----- Passage -----

The Last Movie Stars (2022); Thirteen Lives (2022)
Hollywood power couple Newman and Woodward. Also, racing to rescue boys trapped in a cave in Thailand
The Last Movie Stars (2022)
Streaming on HBO Max
This is a fascinating documentary that shows us two people who for decades seemed to live and grow right before our eyes, to be unmistakably who and what they were. But we discover aspects of them we completely missed. We get to peer into the glamorous, troubled, astonishingly accomplished lives of Paul Newman and Joanne Woodward.
Over the course of six one-hour episodes, this near-devotional undertaking, directed by the actor Ethan Hawke and produced by Martin Scorsese, has the wisdom and guts to be both empathetic and unblinkingly harsh.
It’s about two people we think we already know. For five decades they were everywhere. Married for 50 years, they appeared in dozens of movies (14 of them together) and seemed not to be overwhelmed by but to thrive on relentless public scrutiny.
They parented, in varying degrees of closeness, six children, three of their own, three from Paul’s former marriage. Intensely committed to family life, they were also impossible to ignore as dominating celebrities of their era, from the late 1950s until their years of declining health, beginning in the early 2000s.
They were attractive, talented, and deft at managing the ravenous media. They almost never threw tantrums in public, always seemed to be in a kind of cordial control, and made movie after movie, from comedies to melodramas to socially aware wake-up calls scrutinizing media, the law, politics and the rights of women.

-----

Written task A:
Can you repeat the review of the Newman and Woodward documentary from "Over the course" up to and including "and unblinkingly harsh.", switching "near-devotional" to "reverent"?
Written task B:
Could you pick up the review of the Newman and Woodward documentary and continue it from its last sentence?

----- Data entries -----

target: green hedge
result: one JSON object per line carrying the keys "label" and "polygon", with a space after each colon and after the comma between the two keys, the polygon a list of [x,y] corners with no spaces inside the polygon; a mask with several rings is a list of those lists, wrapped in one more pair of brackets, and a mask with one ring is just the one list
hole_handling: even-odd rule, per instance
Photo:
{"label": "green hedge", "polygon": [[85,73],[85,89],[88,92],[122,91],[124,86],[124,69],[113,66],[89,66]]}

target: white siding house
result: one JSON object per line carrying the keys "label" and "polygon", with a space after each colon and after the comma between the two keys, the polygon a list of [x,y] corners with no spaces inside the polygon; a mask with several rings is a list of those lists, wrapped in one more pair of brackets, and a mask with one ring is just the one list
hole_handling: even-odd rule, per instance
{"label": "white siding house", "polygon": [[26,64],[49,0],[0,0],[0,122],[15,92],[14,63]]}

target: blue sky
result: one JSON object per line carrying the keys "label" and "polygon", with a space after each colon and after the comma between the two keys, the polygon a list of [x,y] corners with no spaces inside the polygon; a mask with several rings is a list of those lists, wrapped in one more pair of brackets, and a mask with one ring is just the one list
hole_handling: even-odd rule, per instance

-----

Exercise output A:
Over the course of six one-hour episodes, this reverent undertaking, directed by the actor Ethan Hawke and produced by Martin Scorsese, has the wisdom and guts to be both empathetic and unblinkingly harsh.

Exercise output B:
How, we wondered, could they enact so many different roles so convincingly? And how did they keep their marriage together on the tricky shoals of show business?
Hawke announces early on that we have only clues about this miraculous self-management and we’re still piecing together its subtle shifts and dodges. We’ve fooled ourselves by allowing these two tangled lives to glitzily glide by us. In order to make us look closer, Hawke, on camera, functions as far more than an overseer. He’s collagist, tireless researcher and probing interviewer of those who knew the Newmans or were inspired, impressed and moved by them.
The contributors closest to the couple try to fill us in on a troubled, sometimes destructive relationship. Paul’s drinking came close to wrecking his career. His infidelity pushed Joanne to nearly walk out on him.
He took up at age 47 a “hobby” driving racing cars that Joanne and the family were forced to cheer on, filling them with anxiety every time he entered a competition. Most painfully, Newman never managed to console and stay close to his deeply unsettled son Scott, who slipped from the family’s embrace and died of a drug overdose.
Hawke had his work cut out for him. Smartly, he let the way the documentary fell into his lap arrange the structure we see. Newman had contemplated writing a memoir and committed a good deal of it to paper. Later he declared all those manuscripts hollow and false, and destroyed them.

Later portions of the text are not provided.